● Exercise requirements
Show each line from the rows below that contains the word "white". Copy every matching line in full.

Saved data entries
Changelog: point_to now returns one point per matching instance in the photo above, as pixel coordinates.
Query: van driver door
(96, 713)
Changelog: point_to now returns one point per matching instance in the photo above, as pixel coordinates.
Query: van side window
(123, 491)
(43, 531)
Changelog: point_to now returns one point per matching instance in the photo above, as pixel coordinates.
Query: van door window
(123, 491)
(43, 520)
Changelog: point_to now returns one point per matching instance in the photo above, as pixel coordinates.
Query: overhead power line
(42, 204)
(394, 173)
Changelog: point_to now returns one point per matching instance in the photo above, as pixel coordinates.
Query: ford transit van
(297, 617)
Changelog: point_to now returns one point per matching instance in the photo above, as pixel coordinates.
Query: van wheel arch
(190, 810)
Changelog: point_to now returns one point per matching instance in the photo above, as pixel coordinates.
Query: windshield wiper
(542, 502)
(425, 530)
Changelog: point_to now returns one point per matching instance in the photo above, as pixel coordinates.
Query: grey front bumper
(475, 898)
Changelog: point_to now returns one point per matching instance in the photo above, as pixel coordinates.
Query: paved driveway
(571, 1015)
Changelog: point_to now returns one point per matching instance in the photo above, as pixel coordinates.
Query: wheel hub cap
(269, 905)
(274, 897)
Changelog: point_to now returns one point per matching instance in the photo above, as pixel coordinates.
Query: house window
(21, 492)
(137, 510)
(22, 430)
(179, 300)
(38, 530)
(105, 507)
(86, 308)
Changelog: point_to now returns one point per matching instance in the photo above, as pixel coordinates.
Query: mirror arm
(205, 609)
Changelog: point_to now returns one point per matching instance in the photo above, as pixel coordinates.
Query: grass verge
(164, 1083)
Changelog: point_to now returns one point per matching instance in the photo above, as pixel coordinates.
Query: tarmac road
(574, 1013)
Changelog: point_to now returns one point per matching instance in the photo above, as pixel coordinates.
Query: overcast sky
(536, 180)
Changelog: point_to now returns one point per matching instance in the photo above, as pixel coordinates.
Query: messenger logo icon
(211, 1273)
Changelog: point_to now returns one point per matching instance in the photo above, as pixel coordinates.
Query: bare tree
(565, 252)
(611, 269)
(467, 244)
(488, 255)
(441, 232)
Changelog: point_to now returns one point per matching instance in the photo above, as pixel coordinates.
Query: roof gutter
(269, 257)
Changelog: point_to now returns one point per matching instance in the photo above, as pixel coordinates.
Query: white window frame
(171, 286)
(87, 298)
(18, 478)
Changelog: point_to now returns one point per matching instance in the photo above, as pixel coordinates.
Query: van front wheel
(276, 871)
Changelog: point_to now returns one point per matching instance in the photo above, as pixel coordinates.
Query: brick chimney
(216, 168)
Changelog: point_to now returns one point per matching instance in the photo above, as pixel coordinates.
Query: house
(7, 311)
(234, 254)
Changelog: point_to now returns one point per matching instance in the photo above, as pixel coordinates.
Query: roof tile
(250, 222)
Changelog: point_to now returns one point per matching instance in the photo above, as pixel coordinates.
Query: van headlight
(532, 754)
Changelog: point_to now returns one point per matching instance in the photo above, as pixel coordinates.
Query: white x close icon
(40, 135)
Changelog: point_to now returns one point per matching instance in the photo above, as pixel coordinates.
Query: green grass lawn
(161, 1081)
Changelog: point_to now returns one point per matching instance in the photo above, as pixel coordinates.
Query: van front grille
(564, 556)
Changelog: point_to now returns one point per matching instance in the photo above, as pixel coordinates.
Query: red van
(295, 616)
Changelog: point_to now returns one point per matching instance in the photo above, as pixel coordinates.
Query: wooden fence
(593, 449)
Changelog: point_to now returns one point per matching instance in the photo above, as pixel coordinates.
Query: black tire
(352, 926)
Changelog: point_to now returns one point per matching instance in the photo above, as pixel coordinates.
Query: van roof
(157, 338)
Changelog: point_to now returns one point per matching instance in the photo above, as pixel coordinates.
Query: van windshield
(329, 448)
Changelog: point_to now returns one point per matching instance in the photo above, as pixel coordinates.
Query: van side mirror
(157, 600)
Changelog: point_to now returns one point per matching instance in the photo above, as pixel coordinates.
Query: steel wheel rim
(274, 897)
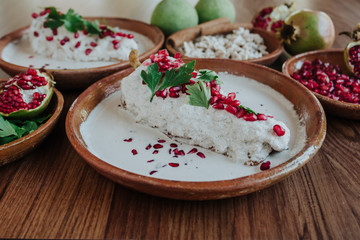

● Answer to this exercise
Query: white window frame
Query: white x close icon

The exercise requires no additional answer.